(Texto mostrado)

Cultura Por: J.C. Maraddón21 de mayo de 2024

Acá cerca y hace tiempo

Siguiendo destinos paralelos que coinciden en su coherencia, Abel Pintos y Luciano Pereyra han decidido reunirse en escena y anunciar que compartirán una serie de diez conciertos en el Luna Park, prevista para noviembre. ¿Se prolongará esa juntada durante los festivales veraniegos?

J.C. Maraddón

Una variada gama de factores deben haber confluido en la década del noventa para que en esos años se produjera dentro de la música argentina un renovado furor por la música folklórica, que tuvo como epicentro la provincia de Córdoba con su agenda festivalera veraniega. En medio del apogeo de los cantantes melódicos latinos, del pop electrónico y del amplio abanico de la bailanta, los estilos nativos tomaron una posición preponderante en el gusto popular y recuperaron un espacio que habían perdido en el decenio anterior a manos de los intérpretes rockeros que se habían apropiado de los primeros planos.

Como no se encontró ninguna denominación mejor, le dieron en llamar “folklore joven” a ese fenómeno que incorporaba nuevas audiencias a un género que, por estar anclado en la tradición, había quedado recluido a los favores de escuchas adultos, más que nada residentes en el interior del país. Es probable que el desplazamiento de chicas y chicos hacia las grandes ciudades en procura de puestos laborales o de universidades donde cursar estudios superiores, haya sido determinante en la construcción de ese mercado ávido de productos como zambas, chacareras o carnavalitos, cuyos orígenes se remontan a regiones bastante alejadas de la urbanidad.

(Datos extraídos)
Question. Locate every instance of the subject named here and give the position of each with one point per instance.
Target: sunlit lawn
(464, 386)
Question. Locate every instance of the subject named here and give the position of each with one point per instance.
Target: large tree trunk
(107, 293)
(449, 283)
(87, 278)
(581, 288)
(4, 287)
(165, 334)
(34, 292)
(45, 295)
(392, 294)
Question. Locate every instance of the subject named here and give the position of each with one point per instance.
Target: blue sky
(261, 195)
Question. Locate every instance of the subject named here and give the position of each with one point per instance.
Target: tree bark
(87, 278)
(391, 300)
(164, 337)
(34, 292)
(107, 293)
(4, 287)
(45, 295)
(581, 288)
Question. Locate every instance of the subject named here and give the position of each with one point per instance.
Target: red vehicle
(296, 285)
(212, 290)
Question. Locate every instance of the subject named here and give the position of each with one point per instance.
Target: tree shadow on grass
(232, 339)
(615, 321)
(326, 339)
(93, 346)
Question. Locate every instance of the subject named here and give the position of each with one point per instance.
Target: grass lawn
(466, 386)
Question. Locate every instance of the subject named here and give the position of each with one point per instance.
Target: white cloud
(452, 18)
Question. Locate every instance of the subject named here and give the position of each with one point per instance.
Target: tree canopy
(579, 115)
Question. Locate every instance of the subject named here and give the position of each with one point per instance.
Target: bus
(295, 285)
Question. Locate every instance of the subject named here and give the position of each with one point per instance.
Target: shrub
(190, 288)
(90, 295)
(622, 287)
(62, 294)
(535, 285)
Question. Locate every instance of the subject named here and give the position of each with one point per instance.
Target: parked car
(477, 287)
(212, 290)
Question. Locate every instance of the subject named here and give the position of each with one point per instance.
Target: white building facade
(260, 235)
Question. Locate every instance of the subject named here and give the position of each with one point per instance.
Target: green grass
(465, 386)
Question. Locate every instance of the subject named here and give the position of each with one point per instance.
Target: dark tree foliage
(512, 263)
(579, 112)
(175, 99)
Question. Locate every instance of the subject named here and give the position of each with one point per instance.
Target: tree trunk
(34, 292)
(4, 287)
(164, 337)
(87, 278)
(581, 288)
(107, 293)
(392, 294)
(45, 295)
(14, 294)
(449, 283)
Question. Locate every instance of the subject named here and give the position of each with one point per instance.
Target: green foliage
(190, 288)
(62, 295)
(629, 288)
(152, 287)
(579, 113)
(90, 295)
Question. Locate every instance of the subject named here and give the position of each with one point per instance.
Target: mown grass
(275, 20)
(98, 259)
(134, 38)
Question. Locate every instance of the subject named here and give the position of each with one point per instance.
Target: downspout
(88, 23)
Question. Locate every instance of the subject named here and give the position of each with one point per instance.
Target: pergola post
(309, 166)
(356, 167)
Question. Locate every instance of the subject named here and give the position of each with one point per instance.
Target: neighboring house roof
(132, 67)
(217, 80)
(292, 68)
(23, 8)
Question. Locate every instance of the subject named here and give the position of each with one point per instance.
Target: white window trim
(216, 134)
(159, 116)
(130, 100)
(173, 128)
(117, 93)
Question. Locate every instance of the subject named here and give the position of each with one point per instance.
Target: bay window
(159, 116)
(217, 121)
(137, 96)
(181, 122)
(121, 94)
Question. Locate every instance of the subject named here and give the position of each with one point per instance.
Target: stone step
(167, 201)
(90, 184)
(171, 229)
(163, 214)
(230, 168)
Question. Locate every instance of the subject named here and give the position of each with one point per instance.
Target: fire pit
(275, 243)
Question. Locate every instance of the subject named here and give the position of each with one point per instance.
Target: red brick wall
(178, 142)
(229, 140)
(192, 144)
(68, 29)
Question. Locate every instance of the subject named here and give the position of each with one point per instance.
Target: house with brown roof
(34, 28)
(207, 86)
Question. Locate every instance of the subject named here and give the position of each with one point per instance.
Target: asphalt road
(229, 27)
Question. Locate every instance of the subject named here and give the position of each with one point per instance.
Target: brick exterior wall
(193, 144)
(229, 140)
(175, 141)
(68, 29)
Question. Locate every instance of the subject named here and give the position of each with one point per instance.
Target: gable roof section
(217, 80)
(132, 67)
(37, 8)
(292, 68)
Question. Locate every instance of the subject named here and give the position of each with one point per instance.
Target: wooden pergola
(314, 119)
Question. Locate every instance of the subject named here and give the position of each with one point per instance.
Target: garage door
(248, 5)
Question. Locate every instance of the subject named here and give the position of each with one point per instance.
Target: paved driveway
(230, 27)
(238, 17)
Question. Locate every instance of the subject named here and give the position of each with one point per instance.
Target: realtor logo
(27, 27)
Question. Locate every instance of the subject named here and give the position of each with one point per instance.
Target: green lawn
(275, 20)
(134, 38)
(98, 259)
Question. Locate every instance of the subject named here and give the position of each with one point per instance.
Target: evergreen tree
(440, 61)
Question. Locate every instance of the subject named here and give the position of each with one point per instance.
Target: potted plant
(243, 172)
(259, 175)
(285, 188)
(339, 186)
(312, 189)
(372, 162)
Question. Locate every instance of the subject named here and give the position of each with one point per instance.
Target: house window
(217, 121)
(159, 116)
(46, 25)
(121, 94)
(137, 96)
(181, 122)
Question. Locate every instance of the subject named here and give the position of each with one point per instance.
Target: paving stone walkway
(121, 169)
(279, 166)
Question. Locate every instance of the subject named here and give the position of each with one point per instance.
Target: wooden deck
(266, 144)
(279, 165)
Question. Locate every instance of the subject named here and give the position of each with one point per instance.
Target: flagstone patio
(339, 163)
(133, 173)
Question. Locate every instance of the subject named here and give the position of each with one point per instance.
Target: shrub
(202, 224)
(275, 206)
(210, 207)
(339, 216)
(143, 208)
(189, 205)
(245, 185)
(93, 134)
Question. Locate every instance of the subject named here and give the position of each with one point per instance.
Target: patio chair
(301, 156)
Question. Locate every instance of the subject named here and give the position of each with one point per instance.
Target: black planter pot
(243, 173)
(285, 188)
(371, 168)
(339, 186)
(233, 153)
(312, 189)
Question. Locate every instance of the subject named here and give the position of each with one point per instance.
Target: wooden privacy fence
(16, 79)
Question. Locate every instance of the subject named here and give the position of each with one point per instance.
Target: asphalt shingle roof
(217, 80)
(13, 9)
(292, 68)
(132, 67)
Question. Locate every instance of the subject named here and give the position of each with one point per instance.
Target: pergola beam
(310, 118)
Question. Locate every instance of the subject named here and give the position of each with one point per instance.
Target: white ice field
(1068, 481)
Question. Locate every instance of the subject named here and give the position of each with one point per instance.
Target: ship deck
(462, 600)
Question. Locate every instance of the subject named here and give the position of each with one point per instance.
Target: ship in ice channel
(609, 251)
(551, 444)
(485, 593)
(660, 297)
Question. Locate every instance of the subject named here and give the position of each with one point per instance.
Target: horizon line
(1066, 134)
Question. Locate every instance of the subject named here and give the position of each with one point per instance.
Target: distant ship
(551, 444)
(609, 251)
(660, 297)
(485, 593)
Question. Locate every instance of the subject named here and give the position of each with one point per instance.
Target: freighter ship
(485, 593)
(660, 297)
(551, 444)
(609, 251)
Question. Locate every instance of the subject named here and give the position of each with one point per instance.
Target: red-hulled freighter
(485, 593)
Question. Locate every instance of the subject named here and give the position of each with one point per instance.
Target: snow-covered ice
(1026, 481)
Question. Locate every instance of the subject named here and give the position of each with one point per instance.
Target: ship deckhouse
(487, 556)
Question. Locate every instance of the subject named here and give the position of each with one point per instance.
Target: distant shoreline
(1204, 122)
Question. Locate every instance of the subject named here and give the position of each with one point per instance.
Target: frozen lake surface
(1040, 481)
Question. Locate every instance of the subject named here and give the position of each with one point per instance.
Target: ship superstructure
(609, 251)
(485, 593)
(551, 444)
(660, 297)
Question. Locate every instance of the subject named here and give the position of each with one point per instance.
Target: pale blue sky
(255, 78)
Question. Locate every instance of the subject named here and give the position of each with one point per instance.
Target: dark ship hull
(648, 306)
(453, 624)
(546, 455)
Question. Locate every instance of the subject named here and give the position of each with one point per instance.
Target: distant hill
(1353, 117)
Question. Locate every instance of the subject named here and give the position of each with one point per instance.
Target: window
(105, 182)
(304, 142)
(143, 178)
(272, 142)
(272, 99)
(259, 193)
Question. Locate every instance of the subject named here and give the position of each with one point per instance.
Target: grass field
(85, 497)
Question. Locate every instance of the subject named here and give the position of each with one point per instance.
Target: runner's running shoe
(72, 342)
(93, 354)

(Consignas del ejercicio)
**1)** Enumere los tipos de composición folklórica que el texto mostrado menciona como productos buscados por ese mercado.
**2)** Según el texto mostrado, ¿qué provincia fue el epicentro del renovado furor por la música folklórica en la década del noventa?
**3)** Reescriba el tramo del texto mostrado que va desde "Una variada gama" hasta "los primeros planos.", sustituyendo "Córdoba" por "Tucumán".

(Respuestas dadas)
**1)** Zambas, chacareras y carnavalitos.

**2)** La provincia de Córdoba.

**3)**
Una variada gama de factores deben haber confluido en la década del noventa para que en esos años se produjera dentro de la música argentina un renovado furor por la música folklórica, que tuvo como epicentro la provincia de Tucumán con su agenda festivalera veraniega. En medio del apogeo de los cantantes melódicos latinos, del pop electrónico y del amplio abanico de la bailanta, los estilos nativos tomaron una posición preponderante en el gusto popular y recuperaron un espacio que habían perdido en el decenio anterior a manos de los intérpretes rockeros que se habían apropiado de los primeros planos.